==== INPUT RECORDS ====
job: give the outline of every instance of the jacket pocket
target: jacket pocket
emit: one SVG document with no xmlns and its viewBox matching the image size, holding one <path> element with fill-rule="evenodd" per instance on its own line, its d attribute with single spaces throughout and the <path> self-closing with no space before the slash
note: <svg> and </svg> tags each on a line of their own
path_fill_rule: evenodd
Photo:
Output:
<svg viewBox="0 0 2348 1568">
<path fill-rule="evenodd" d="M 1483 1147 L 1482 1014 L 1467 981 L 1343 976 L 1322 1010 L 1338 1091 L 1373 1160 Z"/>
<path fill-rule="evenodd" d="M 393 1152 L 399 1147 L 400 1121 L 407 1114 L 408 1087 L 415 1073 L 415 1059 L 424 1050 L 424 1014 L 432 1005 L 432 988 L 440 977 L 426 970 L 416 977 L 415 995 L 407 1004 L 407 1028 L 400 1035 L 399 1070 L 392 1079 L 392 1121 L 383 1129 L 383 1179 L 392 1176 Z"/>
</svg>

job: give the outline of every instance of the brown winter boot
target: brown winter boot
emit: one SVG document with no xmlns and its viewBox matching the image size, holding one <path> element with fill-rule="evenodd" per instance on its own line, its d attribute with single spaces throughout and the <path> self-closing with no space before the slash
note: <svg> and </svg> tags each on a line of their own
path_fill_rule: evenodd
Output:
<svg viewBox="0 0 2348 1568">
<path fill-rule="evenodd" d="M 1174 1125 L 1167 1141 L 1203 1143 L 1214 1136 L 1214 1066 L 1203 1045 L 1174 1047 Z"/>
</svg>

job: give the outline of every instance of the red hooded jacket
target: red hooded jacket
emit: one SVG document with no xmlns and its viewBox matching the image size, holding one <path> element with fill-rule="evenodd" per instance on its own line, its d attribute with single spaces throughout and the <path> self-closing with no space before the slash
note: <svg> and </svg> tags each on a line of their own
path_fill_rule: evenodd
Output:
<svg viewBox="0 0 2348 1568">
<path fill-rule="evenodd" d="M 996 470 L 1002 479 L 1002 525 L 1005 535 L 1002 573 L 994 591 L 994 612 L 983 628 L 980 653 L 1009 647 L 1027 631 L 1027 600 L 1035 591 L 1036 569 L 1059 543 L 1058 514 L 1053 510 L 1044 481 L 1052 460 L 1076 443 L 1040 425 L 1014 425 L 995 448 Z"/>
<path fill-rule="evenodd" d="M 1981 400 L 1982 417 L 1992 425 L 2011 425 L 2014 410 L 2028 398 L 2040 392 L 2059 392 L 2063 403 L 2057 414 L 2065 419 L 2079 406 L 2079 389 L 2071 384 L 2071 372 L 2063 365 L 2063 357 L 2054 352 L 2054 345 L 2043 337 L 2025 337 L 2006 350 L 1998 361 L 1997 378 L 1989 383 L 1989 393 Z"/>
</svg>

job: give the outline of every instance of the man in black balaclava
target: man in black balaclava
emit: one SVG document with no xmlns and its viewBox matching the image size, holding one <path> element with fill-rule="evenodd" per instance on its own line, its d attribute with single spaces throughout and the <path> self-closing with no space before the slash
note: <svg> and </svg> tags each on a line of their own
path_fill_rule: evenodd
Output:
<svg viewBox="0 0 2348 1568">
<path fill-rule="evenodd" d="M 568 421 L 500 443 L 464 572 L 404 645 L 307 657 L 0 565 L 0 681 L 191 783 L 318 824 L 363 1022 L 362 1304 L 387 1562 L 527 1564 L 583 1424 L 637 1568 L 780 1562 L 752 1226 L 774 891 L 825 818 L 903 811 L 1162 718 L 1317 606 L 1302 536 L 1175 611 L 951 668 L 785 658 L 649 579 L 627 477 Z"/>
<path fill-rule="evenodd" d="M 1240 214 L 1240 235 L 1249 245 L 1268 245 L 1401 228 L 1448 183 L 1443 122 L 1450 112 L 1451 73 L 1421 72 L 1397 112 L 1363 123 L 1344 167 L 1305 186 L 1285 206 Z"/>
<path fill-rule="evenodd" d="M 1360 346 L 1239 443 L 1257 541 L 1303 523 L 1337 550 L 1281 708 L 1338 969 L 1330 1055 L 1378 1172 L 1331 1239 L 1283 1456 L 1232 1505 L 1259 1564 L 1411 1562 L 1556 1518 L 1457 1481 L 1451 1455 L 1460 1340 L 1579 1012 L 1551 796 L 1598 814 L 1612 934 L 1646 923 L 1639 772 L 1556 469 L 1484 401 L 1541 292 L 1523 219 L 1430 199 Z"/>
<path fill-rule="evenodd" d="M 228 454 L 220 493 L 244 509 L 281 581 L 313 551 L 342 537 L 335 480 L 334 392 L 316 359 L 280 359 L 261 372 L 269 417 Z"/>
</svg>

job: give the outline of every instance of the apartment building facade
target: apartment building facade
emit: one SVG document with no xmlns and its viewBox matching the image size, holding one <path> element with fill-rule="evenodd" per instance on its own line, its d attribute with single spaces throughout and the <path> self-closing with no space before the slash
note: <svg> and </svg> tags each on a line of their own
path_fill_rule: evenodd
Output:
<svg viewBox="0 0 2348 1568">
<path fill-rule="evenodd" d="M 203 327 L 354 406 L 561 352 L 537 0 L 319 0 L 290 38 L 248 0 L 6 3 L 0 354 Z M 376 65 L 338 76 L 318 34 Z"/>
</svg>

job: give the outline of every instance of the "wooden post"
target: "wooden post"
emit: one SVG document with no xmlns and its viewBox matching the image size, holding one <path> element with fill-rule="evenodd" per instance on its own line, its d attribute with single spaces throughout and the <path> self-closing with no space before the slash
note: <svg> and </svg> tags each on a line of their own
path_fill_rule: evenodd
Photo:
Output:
====
__WORK TO COMPLETE__. Search the data above and return each line in which "pocket" occurs.

__RESULT OF THE EXERCISE__.
job: give the outline of every instance of the jacket pocket
target: jacket pocket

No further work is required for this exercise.